*Input data:*
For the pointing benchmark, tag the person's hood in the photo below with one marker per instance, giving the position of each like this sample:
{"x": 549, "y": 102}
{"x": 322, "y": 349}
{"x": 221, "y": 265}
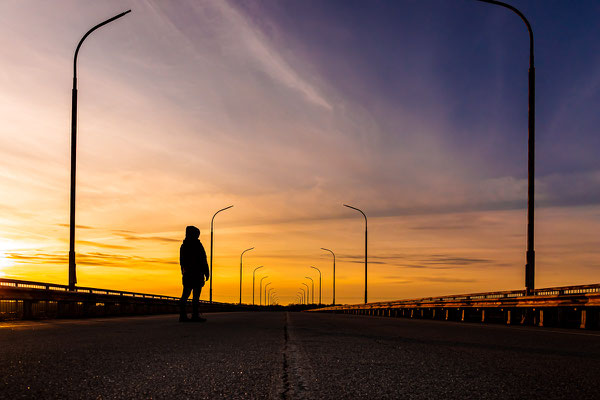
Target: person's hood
{"x": 192, "y": 233}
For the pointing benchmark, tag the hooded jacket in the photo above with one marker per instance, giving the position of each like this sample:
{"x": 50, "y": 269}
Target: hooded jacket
{"x": 192, "y": 256}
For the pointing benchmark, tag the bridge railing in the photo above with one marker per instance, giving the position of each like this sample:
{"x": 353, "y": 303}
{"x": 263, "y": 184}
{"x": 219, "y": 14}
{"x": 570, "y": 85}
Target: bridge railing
{"x": 567, "y": 306}
{"x": 21, "y": 299}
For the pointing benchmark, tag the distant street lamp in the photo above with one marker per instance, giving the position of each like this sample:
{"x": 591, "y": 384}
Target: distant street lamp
{"x": 313, "y": 289}
{"x": 333, "y": 254}
{"x": 364, "y": 215}
{"x": 319, "y": 282}
{"x": 253, "y": 275}
{"x": 260, "y": 290}
{"x": 212, "y": 222}
{"x": 307, "y": 292}
{"x": 530, "y": 254}
{"x": 267, "y": 285}
{"x": 241, "y": 256}
{"x": 72, "y": 265}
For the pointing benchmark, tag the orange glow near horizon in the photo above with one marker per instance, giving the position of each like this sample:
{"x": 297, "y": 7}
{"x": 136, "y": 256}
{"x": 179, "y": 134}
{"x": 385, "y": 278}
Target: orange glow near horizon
{"x": 186, "y": 109}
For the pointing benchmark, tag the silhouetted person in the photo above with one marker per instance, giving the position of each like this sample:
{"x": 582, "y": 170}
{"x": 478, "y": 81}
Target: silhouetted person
{"x": 194, "y": 269}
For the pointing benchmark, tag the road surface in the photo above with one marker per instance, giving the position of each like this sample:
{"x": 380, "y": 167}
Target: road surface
{"x": 294, "y": 356}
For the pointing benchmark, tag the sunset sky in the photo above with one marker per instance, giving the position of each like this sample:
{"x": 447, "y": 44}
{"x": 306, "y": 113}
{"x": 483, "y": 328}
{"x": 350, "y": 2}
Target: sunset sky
{"x": 413, "y": 111}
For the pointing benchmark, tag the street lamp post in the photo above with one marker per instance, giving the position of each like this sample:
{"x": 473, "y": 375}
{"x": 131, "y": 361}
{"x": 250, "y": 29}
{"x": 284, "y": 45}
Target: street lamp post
{"x": 260, "y": 290}
{"x": 72, "y": 265}
{"x": 253, "y": 275}
{"x": 267, "y": 285}
{"x": 530, "y": 255}
{"x": 307, "y": 292}
{"x": 212, "y": 222}
{"x": 333, "y": 254}
{"x": 319, "y": 282}
{"x": 313, "y": 289}
{"x": 241, "y": 256}
{"x": 364, "y": 215}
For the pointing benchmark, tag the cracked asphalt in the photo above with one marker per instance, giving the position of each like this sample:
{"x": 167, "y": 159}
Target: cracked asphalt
{"x": 293, "y": 356}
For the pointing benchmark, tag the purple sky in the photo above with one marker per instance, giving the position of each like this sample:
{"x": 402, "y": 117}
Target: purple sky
{"x": 415, "y": 111}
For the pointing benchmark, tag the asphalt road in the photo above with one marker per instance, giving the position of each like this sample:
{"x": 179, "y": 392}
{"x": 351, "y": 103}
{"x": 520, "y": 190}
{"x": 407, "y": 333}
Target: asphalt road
{"x": 294, "y": 356}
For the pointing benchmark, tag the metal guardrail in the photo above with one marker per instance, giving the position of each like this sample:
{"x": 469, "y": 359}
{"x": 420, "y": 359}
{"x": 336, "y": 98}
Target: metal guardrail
{"x": 556, "y": 306}
{"x": 26, "y": 299}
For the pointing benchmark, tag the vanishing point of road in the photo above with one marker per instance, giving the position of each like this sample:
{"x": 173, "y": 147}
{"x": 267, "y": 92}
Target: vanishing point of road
{"x": 278, "y": 355}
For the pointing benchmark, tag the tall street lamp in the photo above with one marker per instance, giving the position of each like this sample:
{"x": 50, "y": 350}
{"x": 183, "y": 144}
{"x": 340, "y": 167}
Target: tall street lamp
{"x": 313, "y": 289}
{"x": 241, "y": 256}
{"x": 253, "y": 274}
{"x": 212, "y": 222}
{"x": 72, "y": 265}
{"x": 319, "y": 282}
{"x": 307, "y": 292}
{"x": 260, "y": 290}
{"x": 364, "y": 215}
{"x": 530, "y": 255}
{"x": 266, "y": 286}
{"x": 333, "y": 254}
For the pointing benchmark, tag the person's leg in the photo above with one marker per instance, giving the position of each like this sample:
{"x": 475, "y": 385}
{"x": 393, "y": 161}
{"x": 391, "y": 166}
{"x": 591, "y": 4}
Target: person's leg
{"x": 182, "y": 303}
{"x": 195, "y": 302}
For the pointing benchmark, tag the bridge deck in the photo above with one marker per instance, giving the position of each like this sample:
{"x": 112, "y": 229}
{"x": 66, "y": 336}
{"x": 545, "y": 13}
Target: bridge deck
{"x": 293, "y": 355}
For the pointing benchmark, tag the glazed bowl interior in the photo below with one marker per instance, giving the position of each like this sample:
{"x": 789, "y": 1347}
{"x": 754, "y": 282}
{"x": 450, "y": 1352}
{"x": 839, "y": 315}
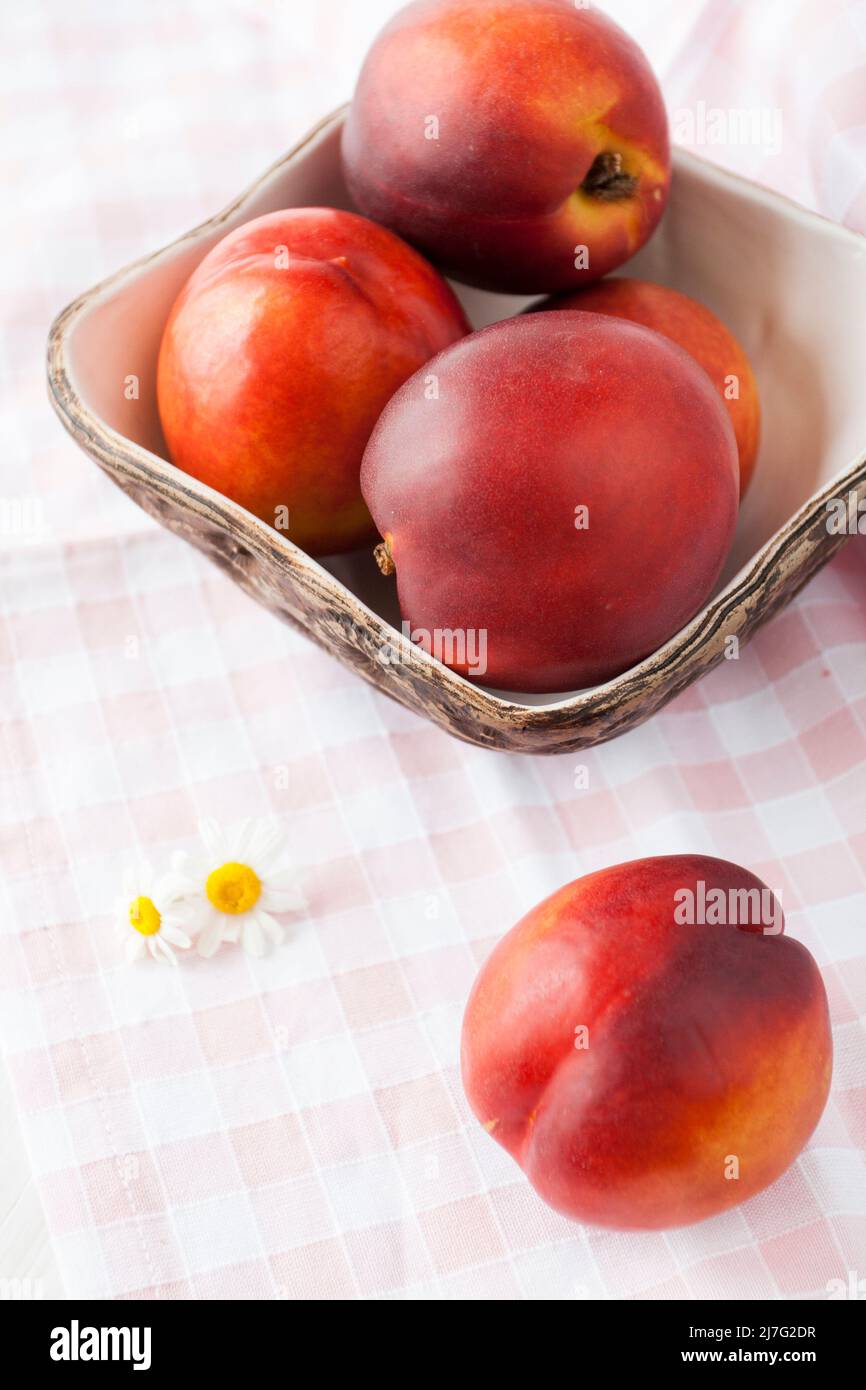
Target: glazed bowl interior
{"x": 791, "y": 287}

*Task details:* Copy all of the material above word for word, leaving out the pictures.

*Exercise answer:*
For the pointing benchmark, tag the person's hood in the photo below with one marker per instance, giving the position of each like this sample:
{"x": 549, "y": 102}
{"x": 322, "y": 349}
{"x": 221, "y": 265}
Target: person's hood
{"x": 192, "y": 233}
For the pointing benchmark, tag the hooded jacket in the photo above with one marker per instance, giving the position of each like this sample:
{"x": 50, "y": 269}
Target: hooded jacket
{"x": 192, "y": 256}
For the pointing benchmark, tag the bridge railing in the photo above with one marker per instance, giving the position of each like this sample:
{"x": 353, "y": 303}
{"x": 263, "y": 184}
{"x": 219, "y": 14}
{"x": 570, "y": 85}
Target: bridge railing
{"x": 567, "y": 306}
{"x": 21, "y": 299}
For the pointing benchmark, tag the distant street lamp in the photo above with one marker per instance, giving the position of each like this sample:
{"x": 591, "y": 384}
Target: distant street lamp
{"x": 313, "y": 289}
{"x": 333, "y": 254}
{"x": 364, "y": 215}
{"x": 319, "y": 282}
{"x": 253, "y": 275}
{"x": 260, "y": 290}
{"x": 212, "y": 222}
{"x": 307, "y": 292}
{"x": 530, "y": 254}
{"x": 267, "y": 285}
{"x": 241, "y": 256}
{"x": 72, "y": 265}
For the pointing benchmark, tag the orange glow near horizon in the photo above with one marker per instance, giving the position of each like this sample:
{"x": 297, "y": 7}
{"x": 136, "y": 256}
{"x": 179, "y": 134}
{"x": 385, "y": 278}
Target: orange glow near horizon
{"x": 186, "y": 109}
For the pointing benchmark, tag the silhouetted person in the photo above with one marker per instance, giving the position of each like this sample:
{"x": 582, "y": 170}
{"x": 478, "y": 81}
Target: silhouetted person
{"x": 194, "y": 269}
For the pointing benchmark, tag the road surface in the photo above with one marker per instance, giving the position of each like this sample:
{"x": 380, "y": 167}
Target: road surface
{"x": 294, "y": 356}
For the pointing benchmark, tag the sunset sky in the photo above with one marker per instance, giving the position of each like this sample:
{"x": 447, "y": 44}
{"x": 306, "y": 113}
{"x": 483, "y": 328}
{"x": 350, "y": 2}
Target: sunset sky
{"x": 413, "y": 111}
For the pointing benchmark, tag the street lamp post in the photo above with one marker per instance, giving the position of each like this sample:
{"x": 473, "y": 375}
{"x": 131, "y": 361}
{"x": 250, "y": 29}
{"x": 284, "y": 45}
Target: street lamp post
{"x": 260, "y": 290}
{"x": 72, "y": 265}
{"x": 253, "y": 275}
{"x": 267, "y": 285}
{"x": 530, "y": 255}
{"x": 307, "y": 292}
{"x": 212, "y": 222}
{"x": 333, "y": 254}
{"x": 319, "y": 282}
{"x": 313, "y": 289}
{"x": 241, "y": 256}
{"x": 364, "y": 215}
For the pointing benchmark, tag the cracked asphalt in the photo above with one marker per instance, giving the position of each like this sample:
{"x": 167, "y": 159}
Target: cracked asphalt
{"x": 293, "y": 356}
For the pointing benchmark, tag the purple sky in the photo above with one marker per instance, giving the position of each like this sample:
{"x": 402, "y": 117}
Target: purple sky
{"x": 415, "y": 111}
For the pointing benchmark, tag the asphalt road in the photo above with one marker per instance, giving the position of each like this sample:
{"x": 179, "y": 392}
{"x": 351, "y": 103}
{"x": 520, "y": 190}
{"x": 407, "y": 333}
Target: asphalt road
{"x": 294, "y": 356}
For the pointing benchmark, tag the metal guardrail in the photo above with one marker per instance, giving the position of each like this sample:
{"x": 469, "y": 359}
{"x": 420, "y": 359}
{"x": 336, "y": 98}
Target: metal guardrail
{"x": 556, "y": 306}
{"x": 26, "y": 299}
For the pointing benchmark, tag the vanishing point of road in the photo above with one marker per instance, giving the position of each like this sample:
{"x": 173, "y": 147}
{"x": 267, "y": 92}
Target: vanishing point of road
{"x": 278, "y": 355}
For the pointing benchmark, tag the tall street lamp in the photo above with one marker per instance, giving the position of each like this sample:
{"x": 50, "y": 350}
{"x": 183, "y": 144}
{"x": 340, "y": 167}
Target: tall street lamp
{"x": 313, "y": 289}
{"x": 241, "y": 256}
{"x": 253, "y": 274}
{"x": 212, "y": 222}
{"x": 72, "y": 265}
{"x": 319, "y": 282}
{"x": 307, "y": 292}
{"x": 260, "y": 290}
{"x": 364, "y": 215}
{"x": 530, "y": 255}
{"x": 266, "y": 286}
{"x": 333, "y": 254}
For the pointing benchmark, tag the person's leg in the photo above with one marker per instance, giving the position of each like this sample:
{"x": 475, "y": 385}
{"x": 393, "y": 161}
{"x": 391, "y": 166}
{"x": 591, "y": 4}
Target: person's leg
{"x": 182, "y": 303}
{"x": 195, "y": 302}
For the pointing benchmark, tag the bridge deck in the photo above with one marker per instance, giving the position of each like this sample:
{"x": 112, "y": 229}
{"x": 66, "y": 336}
{"x": 545, "y": 13}
Target: bridge deck
{"x": 293, "y": 355}
For the pointing benchmark, tag the glazed bowl interior in the photo below with one marker per instance, giving the position of each like this sample:
{"x": 789, "y": 1347}
{"x": 754, "y": 282}
{"x": 450, "y": 1352}
{"x": 839, "y": 315}
Target: glazed bowl interior
{"x": 791, "y": 287}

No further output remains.